▶ Document text
In order to mitigate the current and potential future liquidity issues caused by the matters noted above, we may seek to raise capital through the issuance of common stock or pursue asset sales or other transactions, such as the sale of the Orthobiologics Business described above. However, such transactions may not be successful, and we may not be able to raise additional equity, refinance our debt instruments, or sell assets on acceptable terms, or at all. As such, based on our current operating plans, we believe there is uncertainty as to whether our future cash flows along with our existing cash, issuances of additional equity and cash generated from expected future sales will be sufficient to meet our anticipated operating needs through twelve months from the condensed consolidated financial statement issuance date. Due to these factors, there is substantial doubt about our ability to continue as a going concern within one year after the issuance of the condensed consolidated financial statements.
The accompanying condensed consolidated financial statements do not include any adjustments that might result from the outcome of this uncertainty. That is, the accompanying financial statements have been prepared assuming that the Company will continue as a going concern, which contemplates continuity of operations, realization of assets, and satisfaction of liabilities in the ordinary course of business.

▶ Listed records
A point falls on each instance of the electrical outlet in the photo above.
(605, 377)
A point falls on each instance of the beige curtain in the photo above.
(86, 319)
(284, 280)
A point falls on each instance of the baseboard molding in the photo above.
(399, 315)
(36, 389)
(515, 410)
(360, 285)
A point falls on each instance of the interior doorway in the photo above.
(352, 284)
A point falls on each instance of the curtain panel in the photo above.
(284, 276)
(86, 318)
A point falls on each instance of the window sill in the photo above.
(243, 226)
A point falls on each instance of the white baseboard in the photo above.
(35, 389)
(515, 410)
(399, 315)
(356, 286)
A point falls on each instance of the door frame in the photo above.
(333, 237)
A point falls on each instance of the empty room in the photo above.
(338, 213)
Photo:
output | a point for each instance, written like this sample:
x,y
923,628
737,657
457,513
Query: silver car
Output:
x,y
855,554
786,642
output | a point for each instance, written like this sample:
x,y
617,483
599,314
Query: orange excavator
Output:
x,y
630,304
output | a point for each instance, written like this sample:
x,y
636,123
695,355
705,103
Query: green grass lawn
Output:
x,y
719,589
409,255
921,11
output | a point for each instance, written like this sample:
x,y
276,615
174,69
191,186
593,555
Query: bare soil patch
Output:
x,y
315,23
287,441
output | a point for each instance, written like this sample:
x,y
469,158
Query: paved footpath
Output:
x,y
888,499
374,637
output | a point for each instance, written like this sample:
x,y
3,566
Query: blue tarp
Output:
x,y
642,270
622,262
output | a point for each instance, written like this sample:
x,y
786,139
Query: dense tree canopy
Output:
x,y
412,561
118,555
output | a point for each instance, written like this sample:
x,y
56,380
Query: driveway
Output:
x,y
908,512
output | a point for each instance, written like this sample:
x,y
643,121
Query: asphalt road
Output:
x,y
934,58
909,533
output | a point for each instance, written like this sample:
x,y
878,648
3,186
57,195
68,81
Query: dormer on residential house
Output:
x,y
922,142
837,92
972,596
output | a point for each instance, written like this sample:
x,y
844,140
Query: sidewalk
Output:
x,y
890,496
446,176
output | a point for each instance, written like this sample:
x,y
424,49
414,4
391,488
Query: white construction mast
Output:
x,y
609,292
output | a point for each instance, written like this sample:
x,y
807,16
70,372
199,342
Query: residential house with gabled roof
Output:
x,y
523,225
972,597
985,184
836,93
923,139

▶ Exercise brief
Repeat word for word everything in the going-concern passage from "The accompanying condensed" down to "course of business.".

▶ Response box
The accompanying condensed consolidated financial statements do not include any adjustments that might result from the outcome of this uncertainty. That is, the accompanying financial statements have been prepared assuming that the Company will continue as a going concern, which contemplates continuity of operations, realization of assets, and satisfaction of liabilities in the ordinary course of business.